Directions » Can you convert the listing below into a Markdown table with a "No." column for the row number and a "Text" column for each line, leaving out any blank lines?

------------------------------------

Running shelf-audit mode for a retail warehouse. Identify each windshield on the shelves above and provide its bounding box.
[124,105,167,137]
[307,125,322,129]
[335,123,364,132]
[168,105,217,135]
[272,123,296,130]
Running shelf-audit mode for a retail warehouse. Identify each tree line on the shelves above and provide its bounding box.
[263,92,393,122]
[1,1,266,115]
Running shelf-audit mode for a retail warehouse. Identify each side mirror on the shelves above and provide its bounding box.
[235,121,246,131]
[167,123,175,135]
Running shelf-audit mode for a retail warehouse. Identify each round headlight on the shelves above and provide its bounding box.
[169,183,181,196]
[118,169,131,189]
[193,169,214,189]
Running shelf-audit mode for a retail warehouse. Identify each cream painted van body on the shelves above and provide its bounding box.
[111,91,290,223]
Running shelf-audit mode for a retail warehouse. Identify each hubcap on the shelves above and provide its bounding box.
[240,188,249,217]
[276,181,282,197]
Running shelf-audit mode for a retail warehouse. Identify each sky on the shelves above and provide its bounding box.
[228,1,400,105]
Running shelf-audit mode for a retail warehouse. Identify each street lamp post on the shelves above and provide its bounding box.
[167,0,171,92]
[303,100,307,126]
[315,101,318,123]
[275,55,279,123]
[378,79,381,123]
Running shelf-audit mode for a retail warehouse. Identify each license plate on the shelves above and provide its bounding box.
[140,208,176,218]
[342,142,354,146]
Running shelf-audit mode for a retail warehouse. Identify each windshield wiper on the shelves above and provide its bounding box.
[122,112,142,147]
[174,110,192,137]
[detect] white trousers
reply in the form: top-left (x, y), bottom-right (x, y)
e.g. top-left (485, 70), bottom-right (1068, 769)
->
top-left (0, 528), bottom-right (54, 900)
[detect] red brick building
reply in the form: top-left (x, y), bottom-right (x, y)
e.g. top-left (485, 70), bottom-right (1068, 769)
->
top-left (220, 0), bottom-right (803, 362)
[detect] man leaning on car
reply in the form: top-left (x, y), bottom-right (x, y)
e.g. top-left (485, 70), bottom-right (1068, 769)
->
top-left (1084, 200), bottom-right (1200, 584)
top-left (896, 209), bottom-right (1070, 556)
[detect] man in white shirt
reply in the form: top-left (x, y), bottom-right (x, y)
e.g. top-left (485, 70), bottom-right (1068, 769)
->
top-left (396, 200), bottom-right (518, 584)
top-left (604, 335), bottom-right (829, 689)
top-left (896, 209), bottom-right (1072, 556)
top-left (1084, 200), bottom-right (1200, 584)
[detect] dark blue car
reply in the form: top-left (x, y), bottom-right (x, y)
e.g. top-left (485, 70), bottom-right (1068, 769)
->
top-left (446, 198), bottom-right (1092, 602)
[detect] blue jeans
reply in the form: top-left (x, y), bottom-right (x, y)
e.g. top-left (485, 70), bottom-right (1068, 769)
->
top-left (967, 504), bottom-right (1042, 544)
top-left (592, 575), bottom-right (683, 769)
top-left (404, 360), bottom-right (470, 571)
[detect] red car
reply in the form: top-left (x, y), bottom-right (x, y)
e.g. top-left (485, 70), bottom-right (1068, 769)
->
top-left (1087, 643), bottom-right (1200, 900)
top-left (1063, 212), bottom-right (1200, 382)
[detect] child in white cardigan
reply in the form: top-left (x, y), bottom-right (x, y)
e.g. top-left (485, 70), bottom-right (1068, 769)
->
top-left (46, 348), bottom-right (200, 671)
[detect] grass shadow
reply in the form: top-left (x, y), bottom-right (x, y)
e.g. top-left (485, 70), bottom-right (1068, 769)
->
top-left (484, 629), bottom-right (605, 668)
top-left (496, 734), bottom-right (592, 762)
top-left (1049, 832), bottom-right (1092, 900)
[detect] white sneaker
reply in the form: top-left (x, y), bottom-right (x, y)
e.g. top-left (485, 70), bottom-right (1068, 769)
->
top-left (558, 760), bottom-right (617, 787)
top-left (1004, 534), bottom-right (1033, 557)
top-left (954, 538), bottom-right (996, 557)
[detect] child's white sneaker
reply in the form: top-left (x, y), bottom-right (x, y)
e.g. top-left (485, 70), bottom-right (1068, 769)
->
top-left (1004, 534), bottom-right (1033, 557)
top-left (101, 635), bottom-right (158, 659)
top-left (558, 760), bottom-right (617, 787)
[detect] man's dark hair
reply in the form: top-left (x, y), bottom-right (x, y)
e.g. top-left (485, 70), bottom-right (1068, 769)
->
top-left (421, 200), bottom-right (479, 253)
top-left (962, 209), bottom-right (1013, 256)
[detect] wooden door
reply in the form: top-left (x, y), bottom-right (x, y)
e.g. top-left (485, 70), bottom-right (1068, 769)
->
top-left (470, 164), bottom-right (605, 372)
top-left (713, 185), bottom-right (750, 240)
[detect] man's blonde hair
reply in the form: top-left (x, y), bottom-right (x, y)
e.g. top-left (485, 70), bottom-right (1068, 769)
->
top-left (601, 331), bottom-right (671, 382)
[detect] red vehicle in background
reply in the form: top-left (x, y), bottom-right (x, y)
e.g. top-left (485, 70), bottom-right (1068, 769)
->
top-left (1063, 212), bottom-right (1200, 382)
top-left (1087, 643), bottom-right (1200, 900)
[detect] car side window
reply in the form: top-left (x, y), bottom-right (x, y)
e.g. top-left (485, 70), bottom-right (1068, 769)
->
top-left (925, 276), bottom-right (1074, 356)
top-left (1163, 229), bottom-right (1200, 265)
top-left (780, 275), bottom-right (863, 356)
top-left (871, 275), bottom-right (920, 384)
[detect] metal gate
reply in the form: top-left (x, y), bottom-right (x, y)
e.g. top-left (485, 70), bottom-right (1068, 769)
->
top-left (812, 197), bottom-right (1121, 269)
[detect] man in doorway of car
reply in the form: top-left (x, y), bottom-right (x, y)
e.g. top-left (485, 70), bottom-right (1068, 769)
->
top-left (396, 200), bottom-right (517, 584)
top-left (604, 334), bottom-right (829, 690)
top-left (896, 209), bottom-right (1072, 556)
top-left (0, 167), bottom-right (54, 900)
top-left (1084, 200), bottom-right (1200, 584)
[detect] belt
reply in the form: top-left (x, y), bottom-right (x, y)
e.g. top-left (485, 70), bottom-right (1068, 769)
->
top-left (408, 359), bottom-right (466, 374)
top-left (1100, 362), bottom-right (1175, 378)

------------------------------------

Task answer »
| No. | Text |
|---|---|
| 1 | Running shelf-audit mode for a retail warehouse. Identify each windshield on the shelves above and provide its bounding box. |
| 2 | [124,105,167,137] |
| 3 | [307,125,322,129] |
| 4 | [335,123,364,132] |
| 5 | [168,105,217,135] |
| 6 | [272,123,296,130] |
| 7 | Running shelf-audit mode for a retail warehouse. Identify each tree line on the shelves above and provide its bounding box. |
| 8 | [263,92,393,122] |
| 9 | [1,1,266,115] |
| 10 | Running shelf-audit mode for a retail warehouse. Identify each side mirror on the shelves above and provide its bounding box. |
| 11 | [235,121,246,131] |
| 12 | [167,123,175,135] |
| 13 | Running shelf-audit mode for a retail warehouse. Identify each round headlight on the shelves above and provide its bounding box. |
| 14 | [169,183,181,196] |
| 15 | [118,169,131,189] |
| 16 | [193,169,214,189] |
| 17 | Running shelf-audit mode for a retail warehouse. Identify each cream painted van body on the shelves above and provide its bounding box. |
| 18 | [111,91,290,223] |
| 19 | Running shelf-audit mode for a retail warehouse. Identify each hubcap on the shelves above and provide its bounding box. |
| 20 | [240,188,249,217] |
| 21 | [276,181,282,197] |
| 22 | Running shelf-audit mode for a retail warehouse. Identify each sky on the shelves above and provide its bounding box. |
| 23 | [228,1,400,105] |
| 24 | Running shelf-audit mode for a retail warehouse. Identify each street lamp post on the shelves above and provide its bounding box. |
| 25 | [167,0,171,92] |
| 26 | [303,100,307,126] |
| 27 | [315,101,318,123] |
| 28 | [275,55,279,123] |
| 29 | [378,79,381,123] |
| 30 | Running shelf-audit mode for a retail warehouse. Identify each license plate on the shelves above and provide its bounding box. |
| 31 | [140,208,176,218] |
| 32 | [342,142,354,146] |
| 33 | Running shelf-audit mode for a retail warehouse. Identify each windshield wiper on the shelves above and provide its bounding box. |
| 34 | [122,112,142,147] |
| 35 | [174,110,192,137] |
| 36 | [detect] white trousers |
| 37 | reply in the form: top-left (x, y), bottom-right (x, y) |
| 38 | e.g. top-left (485, 70), bottom-right (1068, 769) |
| 39 | -> |
| 40 | top-left (0, 528), bottom-right (54, 900) |
| 41 | [detect] red brick building |
| 42 | reply in the form: top-left (x, y), bottom-right (x, y) |
| 43 | e.g. top-left (485, 70), bottom-right (1068, 769) |
| 44 | -> |
| 45 | top-left (220, 0), bottom-right (803, 362) |
| 46 | [detect] man leaning on car |
| 47 | reply in the form: top-left (x, y), bottom-right (x, y) |
| 48 | e.g. top-left (485, 70), bottom-right (1068, 769) |
| 49 | -> |
| 50 | top-left (1084, 200), bottom-right (1200, 584) |
| 51 | top-left (896, 209), bottom-right (1070, 556) |
| 52 | [detect] man in white shirt |
| 53 | reply in the form: top-left (x, y), bottom-right (x, y) |
| 54 | e.g. top-left (485, 70), bottom-right (1068, 769) |
| 55 | -> |
| 56 | top-left (396, 200), bottom-right (518, 584) |
| 57 | top-left (604, 335), bottom-right (829, 689) |
| 58 | top-left (896, 209), bottom-right (1072, 556) |
| 59 | top-left (1084, 200), bottom-right (1200, 584) |
| 60 | [detect] dark blue car |
| 61 | reply in the form: top-left (x, y), bottom-right (x, y) |
| 62 | e.g. top-left (485, 70), bottom-right (1068, 769) |
| 63 | -> |
| 64 | top-left (446, 198), bottom-right (1092, 602) |
| 65 | [detect] blue jeans |
| 66 | reply in the form: top-left (x, y), bottom-right (x, y) |
| 67 | e.g. top-left (485, 70), bottom-right (1068, 769) |
| 68 | -> |
| 69 | top-left (967, 504), bottom-right (1042, 544) |
| 70 | top-left (592, 575), bottom-right (683, 769) |
| 71 | top-left (404, 360), bottom-right (470, 571) |
| 72 | [detect] red car |
| 73 | reply in the form: top-left (x, y), bottom-right (x, y) |
| 74 | e.g. top-left (485, 70), bottom-right (1068, 769) |
| 75 | -> |
| 76 | top-left (1087, 643), bottom-right (1200, 900) |
| 77 | top-left (1063, 212), bottom-right (1200, 382) |
| 78 | [detect] child in white cardigan |
| 79 | reply in the form: top-left (x, y), bottom-right (x, y) |
| 80 | e.g. top-left (485, 70), bottom-right (1068, 769) |
| 81 | -> |
| 82 | top-left (46, 348), bottom-right (200, 671) |
| 83 | [detect] grass shadow |
| 84 | reply in the form: top-left (x, y), bottom-right (x, y) |
| 85 | e.g. top-left (485, 70), bottom-right (1068, 769) |
| 86 | -> |
| 87 | top-left (484, 629), bottom-right (605, 668) |
| 88 | top-left (496, 734), bottom-right (592, 762) |
| 89 | top-left (1049, 832), bottom-right (1092, 900) |
| 90 | [detect] white sneaker |
| 91 | reply in the form: top-left (x, y), bottom-right (x, y) |
| 92 | e.g. top-left (485, 70), bottom-right (1068, 769) |
| 93 | -> |
| 94 | top-left (558, 760), bottom-right (617, 787) |
| 95 | top-left (1004, 534), bottom-right (1033, 557) |
| 96 | top-left (954, 538), bottom-right (996, 557) |
| 97 | [detect] child's white sneaker |
| 98 | reply in the form: top-left (x, y), bottom-right (x, y) |
| 99 | e.g. top-left (485, 70), bottom-right (1068, 769) |
| 100 | -> |
| 101 | top-left (1004, 534), bottom-right (1033, 557) |
| 102 | top-left (101, 635), bottom-right (158, 659) |
| 103 | top-left (558, 760), bottom-right (617, 787) |
| 104 | [detect] man's dark hair |
| 105 | reply in the form: top-left (x, y), bottom-right (x, y) |
| 106 | e.g. top-left (485, 70), bottom-right (1068, 769) |
| 107 | -> |
| 108 | top-left (421, 200), bottom-right (479, 253) |
| 109 | top-left (962, 209), bottom-right (1013, 256) |
| 110 | [detect] wooden door |
| 111 | reply in the form: top-left (x, y), bottom-right (x, y) |
| 112 | e.g. top-left (485, 70), bottom-right (1068, 769) |
| 113 | -> |
| 114 | top-left (470, 164), bottom-right (605, 372) |
| 115 | top-left (713, 185), bottom-right (750, 240) |
| 116 | [detect] man's blonde hair |
| 117 | reply in the form: top-left (x, y), bottom-right (x, y) |
| 118 | e.g. top-left (485, 70), bottom-right (1068, 769) |
| 119 | -> |
| 120 | top-left (601, 331), bottom-right (671, 382) |
| 121 | [detect] red vehicle in background |
| 122 | reply in the form: top-left (x, y), bottom-right (x, y) |
| 123 | e.g. top-left (485, 70), bottom-right (1068, 769) |
| 124 | -> |
| 125 | top-left (1063, 212), bottom-right (1200, 382) |
| 126 | top-left (1087, 643), bottom-right (1200, 900) |
| 127 | [detect] car side window |
| 128 | reply in the form: top-left (x, y), bottom-right (x, y) |
| 129 | e.g. top-left (485, 70), bottom-right (1068, 769) |
| 130 | -> |
| 131 | top-left (925, 276), bottom-right (1074, 356) |
| 132 | top-left (1163, 229), bottom-right (1200, 265) |
| 133 | top-left (780, 275), bottom-right (863, 356) |
| 134 | top-left (871, 275), bottom-right (920, 384) |
| 135 | [detect] metal gate |
| 136 | reply in the form: top-left (x, y), bottom-right (x, y) |
| 137 | e.g. top-left (485, 70), bottom-right (1068, 769) |
| 138 | -> |
| 139 | top-left (812, 197), bottom-right (1121, 269) |
| 140 | [detect] man in doorway of car |
| 141 | reply in the form: top-left (x, y), bottom-right (x, y) |
| 142 | e.g. top-left (485, 70), bottom-right (1068, 769) |
| 143 | -> |
| 144 | top-left (396, 200), bottom-right (517, 584) |
| 145 | top-left (604, 334), bottom-right (829, 690) |
| 146 | top-left (896, 209), bottom-right (1072, 556) |
| 147 | top-left (0, 167), bottom-right (54, 900) |
| 148 | top-left (1084, 200), bottom-right (1200, 584) |
| 149 | [detect] belt |
| 150 | reply in the form: top-left (x, y), bottom-right (x, y) |
| 151 | e.g. top-left (485, 70), bottom-right (1068, 769) |
| 152 | -> |
| 153 | top-left (408, 359), bottom-right (466, 374) |
| 154 | top-left (1100, 362), bottom-right (1175, 378) |